### Supplied text

As you can see, it was converted in "\u0000". I need to convert #0, #13#10, #13 and #10 to a one character space. How can I do that?

Sorry everyone, it was simply:

input {
	udp {
		port => 517
	}
}
filter {
	mutate { gsub => [ "message", "\u0000", "[0x00]" ] }
	mutate { gsub => [ "message", "\r\n", "[0x01]" ] }
	mutate { gsub => [ "message", "\r", "[0x02]" ] }
	mutate { gsub => [ "message", "\n", "[0x03]" ] }
	xml {
		force_array => false
		source => "message"
		target => "myxml"
	}
}
output {
	file {
		path => "/log_streaming/my_app/records/log-%{+yyyy-MM-dd_HH.mm.ss.SSS}.log"	
		codec => line { format => "%{myxml}" }
	}
}
mutate { gsub => [ "message" , "[\r\n^@]", " " ] }

That ^@ is a literal NUL character. In vim I can type it using Ctrl/v Ctrl/Shift/2

I then get

        "EVENTNAME" => "TestEvent1 04/14/2025 14:11:24:11",
        "EVENTINFO" => "04/14/2025 14:11:24:11 ben frank sue"

using the example from your other thread.

### Entries

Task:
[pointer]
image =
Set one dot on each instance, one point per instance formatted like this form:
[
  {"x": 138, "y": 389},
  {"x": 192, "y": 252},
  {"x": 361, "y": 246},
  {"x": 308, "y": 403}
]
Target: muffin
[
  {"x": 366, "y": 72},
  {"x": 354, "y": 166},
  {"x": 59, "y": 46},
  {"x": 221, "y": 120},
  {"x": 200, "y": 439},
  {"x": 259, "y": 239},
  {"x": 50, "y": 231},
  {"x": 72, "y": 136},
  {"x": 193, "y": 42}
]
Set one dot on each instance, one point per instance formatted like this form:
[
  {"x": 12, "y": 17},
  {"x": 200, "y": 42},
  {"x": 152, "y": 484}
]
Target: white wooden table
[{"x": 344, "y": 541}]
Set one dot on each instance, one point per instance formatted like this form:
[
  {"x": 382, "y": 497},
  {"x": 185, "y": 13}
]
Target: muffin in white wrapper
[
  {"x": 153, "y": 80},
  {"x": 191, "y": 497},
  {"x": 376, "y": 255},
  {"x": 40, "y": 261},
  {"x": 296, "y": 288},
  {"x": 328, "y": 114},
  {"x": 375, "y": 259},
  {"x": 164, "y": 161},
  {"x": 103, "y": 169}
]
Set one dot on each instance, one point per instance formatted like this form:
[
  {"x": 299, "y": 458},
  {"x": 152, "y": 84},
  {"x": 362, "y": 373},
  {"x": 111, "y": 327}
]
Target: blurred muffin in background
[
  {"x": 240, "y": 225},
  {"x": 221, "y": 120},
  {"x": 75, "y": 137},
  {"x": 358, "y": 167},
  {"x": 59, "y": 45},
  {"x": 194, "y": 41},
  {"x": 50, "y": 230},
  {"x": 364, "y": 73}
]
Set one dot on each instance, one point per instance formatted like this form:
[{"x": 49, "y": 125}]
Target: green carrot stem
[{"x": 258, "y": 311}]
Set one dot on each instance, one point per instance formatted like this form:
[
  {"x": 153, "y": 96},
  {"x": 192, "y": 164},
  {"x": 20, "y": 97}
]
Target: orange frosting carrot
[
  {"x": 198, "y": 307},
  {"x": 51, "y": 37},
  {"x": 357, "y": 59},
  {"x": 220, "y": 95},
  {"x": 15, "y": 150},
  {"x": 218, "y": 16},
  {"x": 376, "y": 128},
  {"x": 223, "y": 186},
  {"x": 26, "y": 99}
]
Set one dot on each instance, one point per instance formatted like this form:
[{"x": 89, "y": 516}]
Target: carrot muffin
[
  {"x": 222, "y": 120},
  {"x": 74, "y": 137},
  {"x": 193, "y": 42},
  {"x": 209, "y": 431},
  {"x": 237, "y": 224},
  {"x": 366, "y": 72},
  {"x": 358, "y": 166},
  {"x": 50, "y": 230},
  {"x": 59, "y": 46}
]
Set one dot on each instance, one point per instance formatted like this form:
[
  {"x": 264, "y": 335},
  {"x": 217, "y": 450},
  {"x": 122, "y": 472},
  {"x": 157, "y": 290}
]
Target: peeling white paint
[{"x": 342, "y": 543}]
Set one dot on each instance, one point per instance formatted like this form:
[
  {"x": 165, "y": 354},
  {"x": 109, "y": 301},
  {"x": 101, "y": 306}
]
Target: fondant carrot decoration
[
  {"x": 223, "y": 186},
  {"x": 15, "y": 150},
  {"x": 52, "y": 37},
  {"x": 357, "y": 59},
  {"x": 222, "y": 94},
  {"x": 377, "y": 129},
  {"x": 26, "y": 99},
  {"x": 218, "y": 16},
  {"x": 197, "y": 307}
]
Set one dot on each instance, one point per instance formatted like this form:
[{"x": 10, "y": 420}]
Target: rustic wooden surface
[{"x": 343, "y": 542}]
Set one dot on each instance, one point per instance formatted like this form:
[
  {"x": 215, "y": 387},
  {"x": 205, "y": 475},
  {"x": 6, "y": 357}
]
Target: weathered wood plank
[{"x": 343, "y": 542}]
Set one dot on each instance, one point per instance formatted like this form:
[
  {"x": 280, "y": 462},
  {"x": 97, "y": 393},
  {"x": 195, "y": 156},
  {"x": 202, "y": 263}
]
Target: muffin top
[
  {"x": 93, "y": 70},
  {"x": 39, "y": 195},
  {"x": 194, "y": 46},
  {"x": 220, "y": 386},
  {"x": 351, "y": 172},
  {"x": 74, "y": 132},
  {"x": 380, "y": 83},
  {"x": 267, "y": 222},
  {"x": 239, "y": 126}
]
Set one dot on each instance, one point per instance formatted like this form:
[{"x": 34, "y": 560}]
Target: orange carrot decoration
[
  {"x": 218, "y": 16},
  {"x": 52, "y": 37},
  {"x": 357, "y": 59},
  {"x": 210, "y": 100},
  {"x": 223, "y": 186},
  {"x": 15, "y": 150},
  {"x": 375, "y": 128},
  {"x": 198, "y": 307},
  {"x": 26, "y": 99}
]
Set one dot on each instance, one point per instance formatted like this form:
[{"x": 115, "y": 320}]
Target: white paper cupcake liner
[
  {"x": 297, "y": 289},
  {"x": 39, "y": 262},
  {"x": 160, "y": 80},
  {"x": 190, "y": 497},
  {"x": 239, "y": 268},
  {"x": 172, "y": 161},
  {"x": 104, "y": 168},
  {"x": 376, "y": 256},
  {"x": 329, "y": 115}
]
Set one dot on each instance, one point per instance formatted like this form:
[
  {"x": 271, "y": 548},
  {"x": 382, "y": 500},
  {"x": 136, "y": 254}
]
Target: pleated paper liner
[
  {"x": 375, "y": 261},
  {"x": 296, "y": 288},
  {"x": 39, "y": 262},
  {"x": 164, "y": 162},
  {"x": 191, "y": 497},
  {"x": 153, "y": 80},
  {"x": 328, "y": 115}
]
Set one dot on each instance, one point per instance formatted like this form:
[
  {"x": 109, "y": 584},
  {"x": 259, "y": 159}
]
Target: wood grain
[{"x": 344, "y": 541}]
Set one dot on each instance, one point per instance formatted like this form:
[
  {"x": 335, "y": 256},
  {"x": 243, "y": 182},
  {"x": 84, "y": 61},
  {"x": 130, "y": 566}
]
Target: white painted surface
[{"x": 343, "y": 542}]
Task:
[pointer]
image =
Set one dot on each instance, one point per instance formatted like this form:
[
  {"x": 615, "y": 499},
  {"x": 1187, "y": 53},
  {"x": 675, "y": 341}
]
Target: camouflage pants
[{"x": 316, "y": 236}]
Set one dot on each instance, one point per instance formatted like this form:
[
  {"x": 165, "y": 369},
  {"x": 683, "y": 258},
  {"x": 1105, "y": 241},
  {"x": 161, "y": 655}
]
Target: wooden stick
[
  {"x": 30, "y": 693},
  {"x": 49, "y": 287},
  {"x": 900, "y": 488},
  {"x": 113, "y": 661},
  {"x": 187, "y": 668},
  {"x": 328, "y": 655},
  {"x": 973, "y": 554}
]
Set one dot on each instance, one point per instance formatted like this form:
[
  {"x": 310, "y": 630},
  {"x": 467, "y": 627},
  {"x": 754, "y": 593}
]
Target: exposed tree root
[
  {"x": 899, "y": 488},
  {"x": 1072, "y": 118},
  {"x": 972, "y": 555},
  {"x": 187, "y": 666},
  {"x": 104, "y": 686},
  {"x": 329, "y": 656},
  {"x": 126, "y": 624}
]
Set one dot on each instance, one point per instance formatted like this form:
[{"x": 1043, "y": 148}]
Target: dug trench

### Required work
(A) In the forum thread on replacing NUL and line-break characters, explain in one to three sentences why ^@ appears inside the brackets of the last gsub pattern.
(B) Retype the part of the forum thread starting with "That ^@ is a" and going on through "your other thread.".

### Results of the exercise
(A) The ^@ is a literal NUL character, so putting it in the brackets with \r and \n makes the gsub match it too. The poster wanted #0, #13#10, #13 and #10 each turned into a one-character space, and that line replaces all of them with " ".

(B)
That ^@ is a literal NUL character. In vim I can type it using Ctrl/v Ctrl/Shift/2

I then get

        "EVENTNAME" => "TestEvent1 04/14/2025 14:11:24:11",
        "EVENTINFO" => "04/14/2025 14:11:24:11 ben frank sue"

using the example from your other thread.